### TASK TO COMPLETE
Write out the full listing again, exactly as it stands.

### SUPPLIED DATA
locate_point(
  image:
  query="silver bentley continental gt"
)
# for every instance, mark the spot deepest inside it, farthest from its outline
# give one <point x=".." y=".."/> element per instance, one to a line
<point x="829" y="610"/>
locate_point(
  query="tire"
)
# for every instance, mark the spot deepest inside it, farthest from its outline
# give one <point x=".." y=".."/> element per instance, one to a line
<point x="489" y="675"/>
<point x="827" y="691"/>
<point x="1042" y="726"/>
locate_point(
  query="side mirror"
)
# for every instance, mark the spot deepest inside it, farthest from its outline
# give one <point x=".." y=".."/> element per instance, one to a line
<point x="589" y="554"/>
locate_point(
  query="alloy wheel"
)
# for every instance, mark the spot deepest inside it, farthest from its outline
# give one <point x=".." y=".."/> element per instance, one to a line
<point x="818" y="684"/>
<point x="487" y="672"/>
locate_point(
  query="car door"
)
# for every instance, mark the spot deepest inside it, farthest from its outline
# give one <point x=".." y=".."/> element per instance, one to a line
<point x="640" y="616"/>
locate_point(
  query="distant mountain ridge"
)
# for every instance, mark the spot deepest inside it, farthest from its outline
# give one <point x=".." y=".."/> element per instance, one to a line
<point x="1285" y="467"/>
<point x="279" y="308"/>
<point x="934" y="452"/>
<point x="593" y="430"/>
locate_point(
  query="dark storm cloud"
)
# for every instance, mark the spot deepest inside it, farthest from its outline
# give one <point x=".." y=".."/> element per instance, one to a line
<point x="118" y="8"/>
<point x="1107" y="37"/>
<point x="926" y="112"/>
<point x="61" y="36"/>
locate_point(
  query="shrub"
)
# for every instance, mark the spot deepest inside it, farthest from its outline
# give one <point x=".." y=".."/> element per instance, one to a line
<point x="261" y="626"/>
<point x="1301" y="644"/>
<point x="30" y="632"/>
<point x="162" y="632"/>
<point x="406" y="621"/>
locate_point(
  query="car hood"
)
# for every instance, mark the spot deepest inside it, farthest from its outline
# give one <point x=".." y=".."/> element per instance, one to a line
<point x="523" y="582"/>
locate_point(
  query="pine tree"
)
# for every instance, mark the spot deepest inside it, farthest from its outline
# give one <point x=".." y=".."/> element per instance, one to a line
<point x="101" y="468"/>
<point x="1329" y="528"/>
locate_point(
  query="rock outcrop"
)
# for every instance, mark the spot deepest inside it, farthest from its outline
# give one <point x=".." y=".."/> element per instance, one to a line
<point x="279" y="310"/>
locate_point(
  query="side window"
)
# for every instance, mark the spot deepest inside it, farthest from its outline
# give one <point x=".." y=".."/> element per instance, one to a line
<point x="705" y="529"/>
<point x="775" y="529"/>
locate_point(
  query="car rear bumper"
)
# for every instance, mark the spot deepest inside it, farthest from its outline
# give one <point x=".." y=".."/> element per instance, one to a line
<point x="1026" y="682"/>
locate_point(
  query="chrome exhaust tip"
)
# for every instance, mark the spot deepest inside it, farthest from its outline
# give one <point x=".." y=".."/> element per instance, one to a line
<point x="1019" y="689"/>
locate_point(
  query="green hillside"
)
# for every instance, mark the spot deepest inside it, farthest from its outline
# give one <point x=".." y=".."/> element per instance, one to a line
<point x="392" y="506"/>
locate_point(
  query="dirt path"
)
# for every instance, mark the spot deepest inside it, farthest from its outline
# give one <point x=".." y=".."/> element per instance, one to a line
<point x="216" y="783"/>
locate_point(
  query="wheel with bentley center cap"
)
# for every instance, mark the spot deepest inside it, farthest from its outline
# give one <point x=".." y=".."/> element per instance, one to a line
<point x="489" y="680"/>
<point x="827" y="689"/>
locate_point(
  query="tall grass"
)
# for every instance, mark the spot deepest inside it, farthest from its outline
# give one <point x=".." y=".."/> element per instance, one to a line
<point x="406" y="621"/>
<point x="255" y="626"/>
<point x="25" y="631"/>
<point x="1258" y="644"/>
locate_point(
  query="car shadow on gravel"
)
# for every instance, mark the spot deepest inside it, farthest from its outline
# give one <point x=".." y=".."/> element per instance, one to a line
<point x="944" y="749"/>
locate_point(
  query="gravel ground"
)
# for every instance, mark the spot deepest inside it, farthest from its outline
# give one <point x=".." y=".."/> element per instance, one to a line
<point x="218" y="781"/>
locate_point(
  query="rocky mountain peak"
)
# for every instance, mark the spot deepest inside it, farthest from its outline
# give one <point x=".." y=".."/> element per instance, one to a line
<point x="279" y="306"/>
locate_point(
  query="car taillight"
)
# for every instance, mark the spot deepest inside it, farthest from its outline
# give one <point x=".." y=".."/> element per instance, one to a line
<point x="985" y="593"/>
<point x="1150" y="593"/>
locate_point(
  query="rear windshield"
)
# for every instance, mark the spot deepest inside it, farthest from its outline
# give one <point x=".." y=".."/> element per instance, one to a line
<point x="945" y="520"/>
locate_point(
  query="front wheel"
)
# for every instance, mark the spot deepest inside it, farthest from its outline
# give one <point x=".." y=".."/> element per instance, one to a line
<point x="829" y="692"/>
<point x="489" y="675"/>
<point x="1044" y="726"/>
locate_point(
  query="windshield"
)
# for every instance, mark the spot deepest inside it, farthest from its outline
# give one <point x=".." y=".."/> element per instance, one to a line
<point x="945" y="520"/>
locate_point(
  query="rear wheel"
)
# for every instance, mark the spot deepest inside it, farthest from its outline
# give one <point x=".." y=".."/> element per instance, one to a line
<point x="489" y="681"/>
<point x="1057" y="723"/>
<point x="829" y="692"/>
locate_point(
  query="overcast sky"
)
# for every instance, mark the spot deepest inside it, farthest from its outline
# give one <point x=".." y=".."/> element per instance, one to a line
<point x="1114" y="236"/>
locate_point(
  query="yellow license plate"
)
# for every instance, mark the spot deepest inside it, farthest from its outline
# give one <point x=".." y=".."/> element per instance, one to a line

### WRITTEN RESPONSE
locate_point(
  image:
  query="silver bentley continental gt"
)
# for every instance, mark the spot deepest inside it, farthest from its outline
# give one <point x=".." y=".."/> element per instance, one to a line
<point x="829" y="610"/>
locate_point(
  query="tire"
)
# for every instance, mark the spot deepest inside it, farthest from its outline
# give one <point x=".." y=".."/> element per instance, one to a line
<point x="489" y="675"/>
<point x="827" y="691"/>
<point x="1042" y="726"/>
locate_point(
  query="side mirror"
)
# for every instance, mark the spot deepest inside it, farthest from its outline
# give one <point x=".." y=".."/> element per instance, one to a line
<point x="589" y="554"/>
locate_point(
  query="alloy wheel"
)
# for every instance, mark the spot deepest inside it, farthest from its outline
# give one <point x=".." y=".."/> element per instance, one to a line
<point x="818" y="684"/>
<point x="487" y="672"/>
locate_point(
  query="car door"
)
# for every instance, mark the spot deepest inside it, farthest from its outline
# give one <point x=".." y=".."/> element per instance, one to a line
<point x="640" y="616"/>
locate_point(
  query="distant mountain ridge"
)
# for every instance, mark the spot deepest inside it, farthest from its outline
# give one <point x=".." y=".."/> element per instance, one to a line
<point x="1285" y="467"/>
<point x="279" y="308"/>
<point x="934" y="452"/>
<point x="593" y="430"/>
locate_point(
  query="dark storm cloud"
)
# for every instance, mark the spot deepest inside it, farthest from its outline
# give one <point x=".." y=".."/> element per instance, one to a line
<point x="118" y="8"/>
<point x="1107" y="37"/>
<point x="926" y="112"/>
<point x="61" y="36"/>
locate_point(
  query="shrub"
)
# for every instance, mark the spot deepest inside it, farthest from its outline
# give one <point x=".." y=".."/> element per instance, one to a line
<point x="261" y="626"/>
<point x="1301" y="644"/>
<point x="30" y="632"/>
<point x="162" y="632"/>
<point x="406" y="621"/>
locate_point(
  query="car hood"
)
# for every instance, mark the spot deepest inside it, farthest from its outline
# give one <point x=".." y=".."/> element per instance, one to a line
<point x="523" y="582"/>
locate_point(
  query="pine tree"
)
# for every instance, mark the spot deepest inside it, farthest from its outline
# give one <point x=".." y=".."/> element per instance, one to a line
<point x="101" y="468"/>
<point x="1329" y="528"/>
locate_point(
  query="rock outcrop"
)
# for every instance, mark the spot deepest inside it, farthest from its outline
# give one <point x=".." y=".."/> element per instance, one to a line
<point x="279" y="310"/>
locate_point(
  query="side window"
)
# for every instance, mark the spot deepest inside it, farthest from its outline
# give one <point x=".." y=".."/> element per instance, one to a line
<point x="705" y="529"/>
<point x="775" y="529"/>
locate_point(
  query="car rear bumper"
)
# for every instance, mark the spot deepest inside it, farthest from its outline
# give one <point x=".." y=".."/> element per instance, one to a line
<point x="1026" y="682"/>
locate_point(
  query="chrome exhaust tip"
)
# for every instance, mark the spot deepest inside it, farthest from its outline
# give one <point x=".." y=".."/> element per instance, one to a line
<point x="1019" y="689"/>
locate_point(
  query="green hillside"
)
# for every instance, mark the spot deepest inside it, farthest from its outline
# give one <point x=".." y=".."/> element per instance, one to a line
<point x="392" y="506"/>
locate_point(
  query="dirt path"
)
# for every instance, mark the spot deepest inside it, farthest from its outline
# give one <point x=".." y=".."/> element per instance, one to a line
<point x="216" y="783"/>
locate_point(
  query="wheel with bentley center cap"
)
# for every instance, mark the spot deepest inside it, farthest from its outline
# give one <point x=".." y=".."/> element per instance, one to a line
<point x="489" y="680"/>
<point x="827" y="689"/>
locate_point(
  query="tall grass"
)
# for every instance, mark the spot deepest inside it, farthest from its outline
# give one <point x=".." y=".."/> element per instance, one to a line
<point x="406" y="621"/>
<point x="255" y="626"/>
<point x="25" y="631"/>
<point x="1258" y="644"/>
locate_point(
  query="car shadow on gravel"
)
# for every instance, mark the spot deepest inside it, farthest from its outline
# give one <point x=".." y=".."/> element per instance, one to a line
<point x="944" y="749"/>
locate_point(
  query="gravel ground"
)
# for every instance, mark the spot deepest inside it, farthest from its outline
# give one <point x=".." y=".."/> element per instance, one to a line
<point x="218" y="781"/>
locate_point(
  query="rocky mountain peak"
)
# for every instance, mark the spot deepest inside it, farthest from its outline
# give one <point x=".." y=".."/> element per instance, one to a line
<point x="279" y="306"/>
locate_point(
  query="car taillight"
)
# for every instance, mark the spot deepest inside it, farthest from its outline
# give one <point x=".." y=".."/> element per instance, one to a line
<point x="985" y="593"/>
<point x="1150" y="593"/>
locate_point(
  query="rear windshield"
)
# for every instance, mark the spot deepest inside it, farthest from its outline
# give one <point x=".." y=".."/> element per instance, one to a line
<point x="945" y="520"/>
locate_point(
  query="front wheel"
)
# for every instance, mark the spot deepest inside it, farthest from its outline
# give one <point x=".." y=".."/> element per instance, one to a line
<point x="829" y="692"/>
<point x="489" y="675"/>
<point x="1044" y="726"/>
locate_point(
  query="windshield"
)
# for every instance, mark the spot deepest inside it, farthest from its outline
# give one <point x=".." y=".."/> element per instance, one to a line
<point x="945" y="520"/>
locate_point(
  query="rear wheel"
)
# for every instance, mark the spot deepest inside it, farthest from its outline
# give one <point x=".." y=".."/> element per instance, one to a line
<point x="489" y="681"/>
<point x="1057" y="723"/>
<point x="829" y="692"/>
locate_point(
  query="overcast sky"
)
# for every instance, mark the spot deepest inside it, farthest from its outline
# give one <point x=".." y=".."/> element per instance, one to a line
<point x="1114" y="236"/>
locate_point(
  query="yellow license plate"
)
# for every instance, mark the spot deepest inside it, farthest from its outline
# give one <point x=".." y=".."/> element per instance, one to a line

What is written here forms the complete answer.